++++ Passage provided

On other hand, organic cotton offers environmental benefits because its production is based on farming practices that support ecological balance, which includes avoiding the use of synthetic pesticides or fertilizers, maintaining water and soil quality, and conserving wildlife. Furthermore, it protects soil quality, biodiversity and water supply, avoiding water pollution, safer for farmers and for the health of their communities [51].

Organic farming is often promoted as a means of addressing the economic, environmental and health risks of conventional cotton production, and it is slowly gaining ground in the global cotton market [50]. Organic and fair-trade cotton, are widely seen as opportunities for smallholder farmers to improve their livelihoods thanks to higher returns, lower input costs and fewer risks [51]. The majority of organic farmers perceives improved soil quality, improved health conditions, and positively assess their initial decision to convert to organic farming [52]. Organic farming has also been shown to make land easier to plough and retain water, helping crops to sustain periods of drought better [1]. Despite that, the major disadvantage of organic farming is the high manual labor input required [52].

3.2.2 Agroforestry approach

Key ecosystems that provide numerous services essential to food and agriculture, including fresh water supply, risk protection and habitat provision for species such as fish and pollinators, are rapidly declining. Restoration of the ecosystem is defined as a process of reversing the degradation of ecosystems, such as landscapes, lakes and oceans, to restore their ecological functionality; in other words, to improve the productivity and capacity of ecosystems to meet the needs of society [9]. This can be done by allowing the natural regeneration of overexploited ecosystems, for example, or by planting trees and other plants [7]. Currently, about 20% of the planet’s surface is declining in productivity, with fertility losses linked to erosion, depletion and pollution in all parts of the world. By 2050, degradation and climate change could reduce crop yields by 10% globally and by as much as 50% in certain regions. One important goal of an agroforestry system is to restore a degraded with biodiversity and integrated mix of species, covering the soil, improving water retention and soil quality [53].

Regenerative agriculture can be directly related to the sustainability in cropping production. Regenerative farming systems can provide organic crops, greater ecosystem services and profitability for farmers than an input intensive model production [54]. In this turn, agroforestry aims to meet regenerative goals. Agroforestry is defined as a land-use that involves deliberate retention, introduction or mixture of trees or other woody perennials in crop/annual production fields to benefit from the ecologic and economic interactions [55,56,57]. A basic agroforestry configuration is simply the integration of suitable woody perennials into an agricultural landscape. Agroforestry practices also have the potential to repair degraded and deforested land and restore or enhance the multifunctionality of landscapes [58]. By our definition a regenerative agroforestry system should be highly integrated, densely planted, multistoried, and contain multiple species (Fig. 2) [14].

++++++++
++++ Raw records

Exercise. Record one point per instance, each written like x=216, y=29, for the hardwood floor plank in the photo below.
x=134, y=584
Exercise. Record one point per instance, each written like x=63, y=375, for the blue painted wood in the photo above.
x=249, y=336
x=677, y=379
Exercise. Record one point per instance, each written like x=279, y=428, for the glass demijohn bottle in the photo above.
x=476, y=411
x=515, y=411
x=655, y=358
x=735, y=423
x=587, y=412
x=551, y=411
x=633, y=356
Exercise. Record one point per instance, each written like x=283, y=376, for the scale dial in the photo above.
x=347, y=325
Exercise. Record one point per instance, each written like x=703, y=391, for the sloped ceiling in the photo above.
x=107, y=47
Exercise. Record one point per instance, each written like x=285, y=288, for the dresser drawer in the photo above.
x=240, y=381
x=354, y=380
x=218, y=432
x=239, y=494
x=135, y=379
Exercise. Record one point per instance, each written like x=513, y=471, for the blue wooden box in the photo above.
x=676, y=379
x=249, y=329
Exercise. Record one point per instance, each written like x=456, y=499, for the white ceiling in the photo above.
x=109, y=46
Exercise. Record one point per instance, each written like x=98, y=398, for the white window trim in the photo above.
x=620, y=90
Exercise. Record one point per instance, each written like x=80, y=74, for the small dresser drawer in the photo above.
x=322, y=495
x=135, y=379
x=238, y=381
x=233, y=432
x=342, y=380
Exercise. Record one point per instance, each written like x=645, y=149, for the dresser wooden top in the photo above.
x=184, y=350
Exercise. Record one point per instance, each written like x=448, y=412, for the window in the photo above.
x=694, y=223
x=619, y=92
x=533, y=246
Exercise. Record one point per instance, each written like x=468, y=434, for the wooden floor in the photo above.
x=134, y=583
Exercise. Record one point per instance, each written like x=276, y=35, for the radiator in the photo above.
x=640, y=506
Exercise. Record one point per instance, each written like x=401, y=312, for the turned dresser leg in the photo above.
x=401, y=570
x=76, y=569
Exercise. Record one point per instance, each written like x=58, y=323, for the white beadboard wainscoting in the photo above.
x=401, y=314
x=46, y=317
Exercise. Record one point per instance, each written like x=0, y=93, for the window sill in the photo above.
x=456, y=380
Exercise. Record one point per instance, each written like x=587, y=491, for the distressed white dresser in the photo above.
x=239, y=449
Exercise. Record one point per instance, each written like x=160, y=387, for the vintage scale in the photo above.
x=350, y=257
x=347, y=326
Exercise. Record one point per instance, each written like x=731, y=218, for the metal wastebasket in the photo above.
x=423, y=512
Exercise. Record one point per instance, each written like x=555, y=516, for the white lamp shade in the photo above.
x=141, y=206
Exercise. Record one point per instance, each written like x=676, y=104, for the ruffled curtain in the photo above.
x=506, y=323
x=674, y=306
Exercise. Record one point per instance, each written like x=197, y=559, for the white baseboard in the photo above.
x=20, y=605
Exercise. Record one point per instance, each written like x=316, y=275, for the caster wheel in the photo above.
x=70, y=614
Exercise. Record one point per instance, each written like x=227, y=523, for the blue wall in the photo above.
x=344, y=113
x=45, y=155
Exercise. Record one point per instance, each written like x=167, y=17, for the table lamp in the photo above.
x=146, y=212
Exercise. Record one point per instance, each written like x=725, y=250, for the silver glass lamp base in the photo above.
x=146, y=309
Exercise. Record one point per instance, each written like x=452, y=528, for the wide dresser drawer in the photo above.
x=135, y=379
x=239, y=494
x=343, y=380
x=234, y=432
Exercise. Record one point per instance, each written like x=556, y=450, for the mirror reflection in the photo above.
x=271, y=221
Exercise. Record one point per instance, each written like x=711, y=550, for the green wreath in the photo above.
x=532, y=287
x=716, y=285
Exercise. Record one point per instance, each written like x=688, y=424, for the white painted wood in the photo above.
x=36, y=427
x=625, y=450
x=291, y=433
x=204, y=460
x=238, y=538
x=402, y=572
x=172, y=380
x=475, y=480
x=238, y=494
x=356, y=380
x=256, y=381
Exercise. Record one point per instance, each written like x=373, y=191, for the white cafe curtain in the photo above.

++++++++

## [Given problem A]
According to the passage on organic cotton and agroforestry, what is the major disadvantage of organic farming?
## [Given problem B]
In the passage on organic cotton and agroforestry, take the part that opens with the words "Organic farming is often" and closes with "input required [52].", and write it out again with "smallholder farmers" switched to "small-scale growers".

## [Response A]
The high manual labor input it requires.

## [Response B]
Organic farming is often promoted as a means of addressing the economic, environmental and health risks of conventional cotton production, and it is slowly gaining ground in the global cotton market [50]. Organic and fair-trade cotton, are widely seen as opportunities for small-scale growers to improve their livelihoods thanks to higher returns, lower input costs and fewer risks [51]. The majority of organic farmers perceives improved soil quality, improved health conditions, and positively assess their initial decision to convert to organic farming [52]. Organic farming has also been shown to make land easier to plough and retain water, helping crops to sustain periods of drought better [1]. Despite that, the major disadvantage of organic farming is the high manual labor input required [52].